◆ **ASSIGNMENT**
Report every line of the records that contains the word "holds".

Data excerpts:
[Start of Attachment]
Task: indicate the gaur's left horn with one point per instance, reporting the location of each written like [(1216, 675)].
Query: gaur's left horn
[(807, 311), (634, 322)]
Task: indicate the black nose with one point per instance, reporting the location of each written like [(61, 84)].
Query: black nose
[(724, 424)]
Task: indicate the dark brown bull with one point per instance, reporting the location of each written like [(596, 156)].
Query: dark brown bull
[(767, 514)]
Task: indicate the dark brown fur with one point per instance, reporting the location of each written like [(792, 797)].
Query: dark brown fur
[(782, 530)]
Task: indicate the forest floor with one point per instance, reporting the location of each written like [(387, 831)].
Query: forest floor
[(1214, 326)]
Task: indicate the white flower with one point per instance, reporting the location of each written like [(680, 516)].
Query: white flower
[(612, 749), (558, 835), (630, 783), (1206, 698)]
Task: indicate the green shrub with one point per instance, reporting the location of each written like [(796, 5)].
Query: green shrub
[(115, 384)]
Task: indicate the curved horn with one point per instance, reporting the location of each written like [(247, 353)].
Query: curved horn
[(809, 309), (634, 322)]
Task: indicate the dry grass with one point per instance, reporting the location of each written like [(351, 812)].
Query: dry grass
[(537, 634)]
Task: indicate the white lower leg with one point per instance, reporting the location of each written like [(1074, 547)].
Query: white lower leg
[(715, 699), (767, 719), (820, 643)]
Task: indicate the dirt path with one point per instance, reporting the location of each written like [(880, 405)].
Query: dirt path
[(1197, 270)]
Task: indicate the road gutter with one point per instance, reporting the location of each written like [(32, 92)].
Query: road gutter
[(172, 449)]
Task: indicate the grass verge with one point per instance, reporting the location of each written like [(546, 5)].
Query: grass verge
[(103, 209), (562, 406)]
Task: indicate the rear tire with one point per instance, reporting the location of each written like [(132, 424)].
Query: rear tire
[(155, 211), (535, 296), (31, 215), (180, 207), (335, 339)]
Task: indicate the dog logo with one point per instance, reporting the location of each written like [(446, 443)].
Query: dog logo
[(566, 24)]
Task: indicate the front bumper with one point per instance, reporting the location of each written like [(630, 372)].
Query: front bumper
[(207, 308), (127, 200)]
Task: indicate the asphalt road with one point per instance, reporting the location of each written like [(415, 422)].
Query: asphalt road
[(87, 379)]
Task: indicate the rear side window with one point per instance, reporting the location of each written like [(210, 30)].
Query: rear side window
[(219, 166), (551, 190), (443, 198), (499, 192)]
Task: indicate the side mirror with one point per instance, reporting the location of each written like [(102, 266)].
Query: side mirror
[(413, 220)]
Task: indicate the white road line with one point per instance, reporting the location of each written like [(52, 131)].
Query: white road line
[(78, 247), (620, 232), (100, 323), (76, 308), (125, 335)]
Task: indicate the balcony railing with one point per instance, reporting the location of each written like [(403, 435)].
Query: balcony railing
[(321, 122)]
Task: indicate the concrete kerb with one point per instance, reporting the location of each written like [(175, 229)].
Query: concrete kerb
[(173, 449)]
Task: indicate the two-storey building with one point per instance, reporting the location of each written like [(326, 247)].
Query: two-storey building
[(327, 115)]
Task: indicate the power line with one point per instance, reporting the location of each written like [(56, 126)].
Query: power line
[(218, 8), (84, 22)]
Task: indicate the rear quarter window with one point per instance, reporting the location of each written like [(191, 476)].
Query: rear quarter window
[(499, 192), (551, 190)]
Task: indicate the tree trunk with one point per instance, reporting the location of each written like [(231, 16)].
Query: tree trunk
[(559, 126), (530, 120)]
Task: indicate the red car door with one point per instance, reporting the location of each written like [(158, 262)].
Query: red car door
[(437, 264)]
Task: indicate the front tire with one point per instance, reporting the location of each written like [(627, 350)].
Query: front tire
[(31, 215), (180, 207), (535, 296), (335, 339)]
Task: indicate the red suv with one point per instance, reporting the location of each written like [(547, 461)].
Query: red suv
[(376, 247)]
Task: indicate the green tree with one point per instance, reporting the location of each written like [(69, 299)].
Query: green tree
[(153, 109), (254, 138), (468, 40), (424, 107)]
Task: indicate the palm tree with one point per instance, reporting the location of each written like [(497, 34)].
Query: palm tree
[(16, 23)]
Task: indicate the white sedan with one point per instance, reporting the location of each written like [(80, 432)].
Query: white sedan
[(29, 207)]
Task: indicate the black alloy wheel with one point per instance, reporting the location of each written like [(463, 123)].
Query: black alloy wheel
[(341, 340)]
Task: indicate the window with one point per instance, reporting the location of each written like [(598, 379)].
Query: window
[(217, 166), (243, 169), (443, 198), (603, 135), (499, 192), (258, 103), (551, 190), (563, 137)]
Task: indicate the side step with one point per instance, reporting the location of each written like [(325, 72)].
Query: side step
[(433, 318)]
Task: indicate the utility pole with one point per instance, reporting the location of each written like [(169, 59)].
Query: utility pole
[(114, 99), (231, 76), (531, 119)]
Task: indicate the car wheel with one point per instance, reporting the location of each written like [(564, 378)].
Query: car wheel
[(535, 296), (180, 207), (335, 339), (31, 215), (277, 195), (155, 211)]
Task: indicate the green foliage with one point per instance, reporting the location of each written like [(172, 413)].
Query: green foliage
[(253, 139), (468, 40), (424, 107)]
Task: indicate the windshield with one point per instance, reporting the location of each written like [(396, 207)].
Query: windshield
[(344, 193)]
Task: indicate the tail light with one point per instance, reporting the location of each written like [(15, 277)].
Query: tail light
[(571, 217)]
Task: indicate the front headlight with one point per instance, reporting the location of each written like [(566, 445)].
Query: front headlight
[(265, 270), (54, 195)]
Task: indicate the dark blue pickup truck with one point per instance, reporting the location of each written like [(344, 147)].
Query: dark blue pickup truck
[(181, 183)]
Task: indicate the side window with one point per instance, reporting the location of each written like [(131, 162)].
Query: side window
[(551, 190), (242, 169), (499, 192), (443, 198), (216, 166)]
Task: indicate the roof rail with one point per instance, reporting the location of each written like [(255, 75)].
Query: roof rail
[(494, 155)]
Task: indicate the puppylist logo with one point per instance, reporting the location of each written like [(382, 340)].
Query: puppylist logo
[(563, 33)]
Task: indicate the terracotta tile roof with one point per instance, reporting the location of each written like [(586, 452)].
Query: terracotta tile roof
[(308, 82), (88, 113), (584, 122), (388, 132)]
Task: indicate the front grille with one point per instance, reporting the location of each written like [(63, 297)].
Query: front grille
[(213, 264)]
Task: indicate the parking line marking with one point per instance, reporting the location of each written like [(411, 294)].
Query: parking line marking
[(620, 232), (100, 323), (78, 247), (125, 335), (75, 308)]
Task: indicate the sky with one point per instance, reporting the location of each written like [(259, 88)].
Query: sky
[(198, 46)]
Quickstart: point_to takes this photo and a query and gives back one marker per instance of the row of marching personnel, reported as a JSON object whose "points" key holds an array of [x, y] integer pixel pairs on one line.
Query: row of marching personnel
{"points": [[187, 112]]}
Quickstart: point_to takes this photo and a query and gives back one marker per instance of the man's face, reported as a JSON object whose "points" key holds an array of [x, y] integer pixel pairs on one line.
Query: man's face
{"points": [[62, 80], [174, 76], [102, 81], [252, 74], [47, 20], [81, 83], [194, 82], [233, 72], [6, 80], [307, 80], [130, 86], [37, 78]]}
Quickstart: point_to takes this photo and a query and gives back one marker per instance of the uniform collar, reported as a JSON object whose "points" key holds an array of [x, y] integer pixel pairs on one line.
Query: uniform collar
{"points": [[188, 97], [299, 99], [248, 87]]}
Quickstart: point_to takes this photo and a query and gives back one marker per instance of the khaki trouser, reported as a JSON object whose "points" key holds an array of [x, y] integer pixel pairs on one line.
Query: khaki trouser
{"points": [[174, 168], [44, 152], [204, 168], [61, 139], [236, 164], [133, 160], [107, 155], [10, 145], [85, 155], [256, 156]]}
[End of Attachment]
◆ **WRITTEN RESPONSE**
Quickstart: point_to takes this photo and a query and gives back one marker per instance of the row of marching personnel, reported as a JSON object whose "points" key holds an array of [x, y] integer pixel pairs on one line.
Quickstart: point_to takes this photo and a query and gives back one marker per instance of the man's face, reported as a JSON object whose "points" key holds an array of [x, y] integer pixel pairs on one line.
Quickstart: point_to takes this photo and a query and gives back one marker per instance of the uniform collar, reported as a JSON object whose "points" key holds an array of [x, y] integer pixel pairs on one line.
Quickstart: point_to takes this photo and a query and gives back one marker per instance of the khaki trouser, reported as a JSON object whose "points" key holds an array of [x, y] integer pixel pairs on one line.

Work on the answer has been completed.